§ **Extract to read**:
##############################

Cancelling threads

gcewing · December 19, 2025, 1:24am

I would be against that, for the reason above. Instead there would be an call or some such made by the thread code itself.

mikeshardmind · December 19, 2025, 1:25am

One of the simplest ways to hand users a worker they can interact with is subclassing thread and adding a method to that subclass that submits a job to the thread’s work queue.

It’s extremely easy for someone other than the thread creator to be holding a thread object, because the stdlib’s design and documentation both encourage using thread subclasses to represent workers.

ryanhiebert · December 19, 2025, 1:28am

An example here would be great, I’m having trouble understanding what you’re thinking this could look like.

ryanhiebert · December 19, 2025, 1:37am

OK, I’ll try my hand at an example.

def create_a_worker_thread() -> WorkerThread:
   """This creates a worker thread with blessed methods of cancellation."""

I think you’re saying in this scenario that there may be some or no blessed methods of cancelling the thread, but interruption is definitely not one of them. Yet, this is a common enough pattern that the thread is likely to be passed back to the caller so the caller can check on the status of the thread, rather than wrapping it in some other interface.

I’m personally of the feeling that this is not a common way to do things, and that “you didn’t call interrupt before, please don’t call it now” is a pretty reasonable way to handle it. Still, it’s at least a theoretical possibility, and judgements will vary on if this scenario warrants the overhead of an additional type.

gcewing · December 19, 2025, 2:12am

#------- Thread code --------

def thread_main():

can put setup code here that must run before enabling

interrupts if desired

threading.enable_interrupts()

from here on we can be interrupted

…

#------- Spawning code --------

t = threading.Thread(target = thread_main)

##############################

§ **Dataset excerpt**:
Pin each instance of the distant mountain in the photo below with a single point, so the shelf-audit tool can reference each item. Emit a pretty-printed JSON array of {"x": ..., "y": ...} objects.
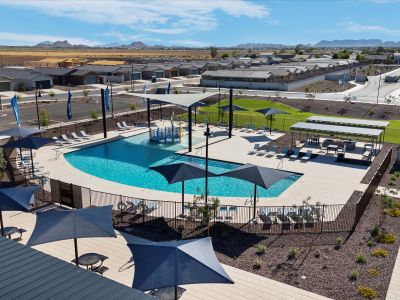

##############################

§ **What you will do**:
[1] Answer these questions from the discussion on cancelling threads:
(a) According to mikeshardmind, what do the stdlib's design and documentation both encourage?
(b) What does the docstring of create_a_worker_thread say the function creates?
(c) In gcewing's code, which call enables interrupts?
[2] Reproduce word for word the stretch of the discussion on cancelling threads from "It’s extremely easy" through "could look like.".

§ **Results of the exercise**:
[1]
(a) Using thread subclasses to represent workers.
(b) A worker thread with blessed methods of cancellation.
(c) threading.enable_interrupts()

[2]
It’s extremely easy for someone other than the thread creator to be holding a thread object, because the stdlib’s design and documentation both encourage using thread subclasses to represent workers.

ryanhiebert · December 19, 2025, 1:28am

An example here would be great, I’m having trouble understanding what you’re thinking this could look like.